-- QUOTED TEXT --
⟨

Growth
Dear god, I just read
back through my blog. Not all of it,
even I am surprised by HOW MUCH I put out there. Holy Shit….but now, reading it, it feels
fucking intense…to re-live that darkness, and to look at where I’m standing and
how the fuck I got here.
-It has been VERY
intense. I am surprised by how much
violence there was. How Angry I was…I
know my capacity for violence is pretty intense, and it’s funny…right now I’m
trying to figure out how an amazing capacity for violence translates to the
peaceful world I am creating. I know
that it doesn’t…I completely get that.
But I also know…that it’s never gone.
All it takes is a whiff of aggression in the air, and like bloodlust the
teeth come out…’oh you think you’re gonna use violence to get me to yield? Oh no I know violence intimately, and you
want nothing to do with my level of destruction.’ Then I realize how little it
matters, it’s there if you need it, but you don’t. No where near as much as you did when you
were feeling threatened on all fronts.
You were feral back then…an animal living solely for survival…every day
a successful kill…that could have just as easily taken you.
-So here in the dark with
the music pulsing into the dark room, you are you. You feel safe, unthreatened. You look back at the things you lost along
the way. There’s a lot of
hardship. You caused most of it somehow,
you were an engine of destruction, and now you’re an engine of realization and
fore thought.

⟩

-- DATASET ROWS --
⟨

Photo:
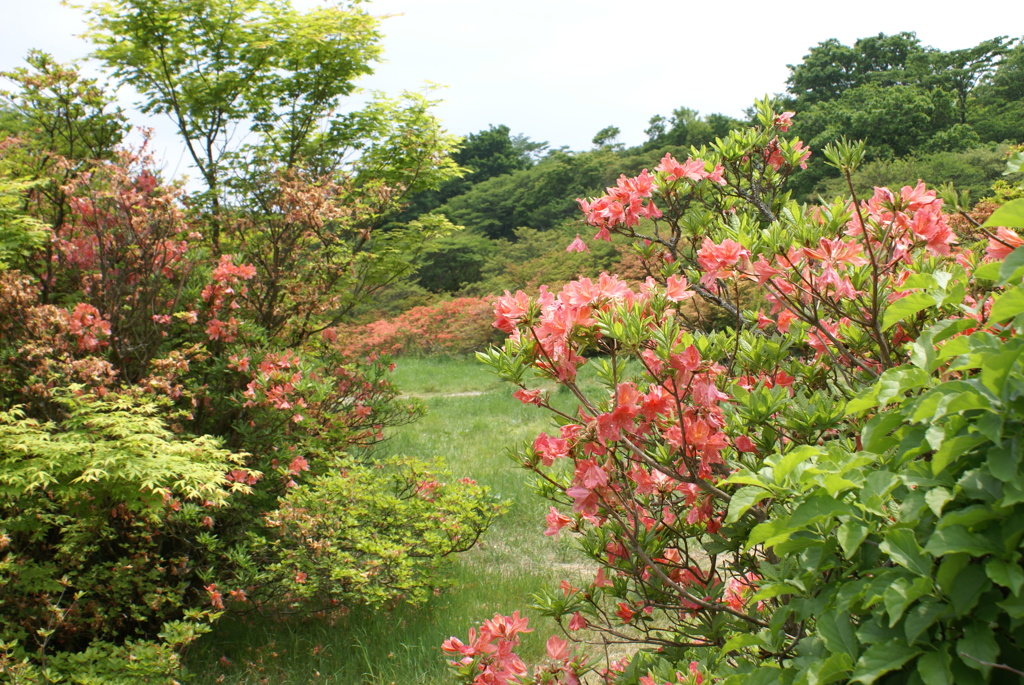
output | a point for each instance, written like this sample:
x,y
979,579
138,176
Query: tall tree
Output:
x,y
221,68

⟩
⟨

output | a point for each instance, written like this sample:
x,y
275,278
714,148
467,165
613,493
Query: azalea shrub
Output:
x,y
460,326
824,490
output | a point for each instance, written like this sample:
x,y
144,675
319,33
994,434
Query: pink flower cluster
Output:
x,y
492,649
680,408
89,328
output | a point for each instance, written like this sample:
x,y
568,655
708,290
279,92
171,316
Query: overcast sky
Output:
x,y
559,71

⟩
⟨

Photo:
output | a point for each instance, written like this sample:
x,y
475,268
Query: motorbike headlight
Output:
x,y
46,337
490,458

⟩

-- TO BE DONE --
[1] In the blog post above, print the passage that begins at the words "-It has been" and stops after "completely get that.".
[2] In the blog post, what does the writer say they are now an engine of?

-- IN RESPONSE --
[1]
-It has been VERY
intense. I am surprised by how much
violence there was. How Angry I was…I
know my capacity for violence is pretty intense, and it’s funny…right now I’m
trying to figure out how an amazing capacity for violence translates to the
peaceful world I am creating. I know
that it doesn’t…I completely get that.

[2] An engine of realization and fore thought.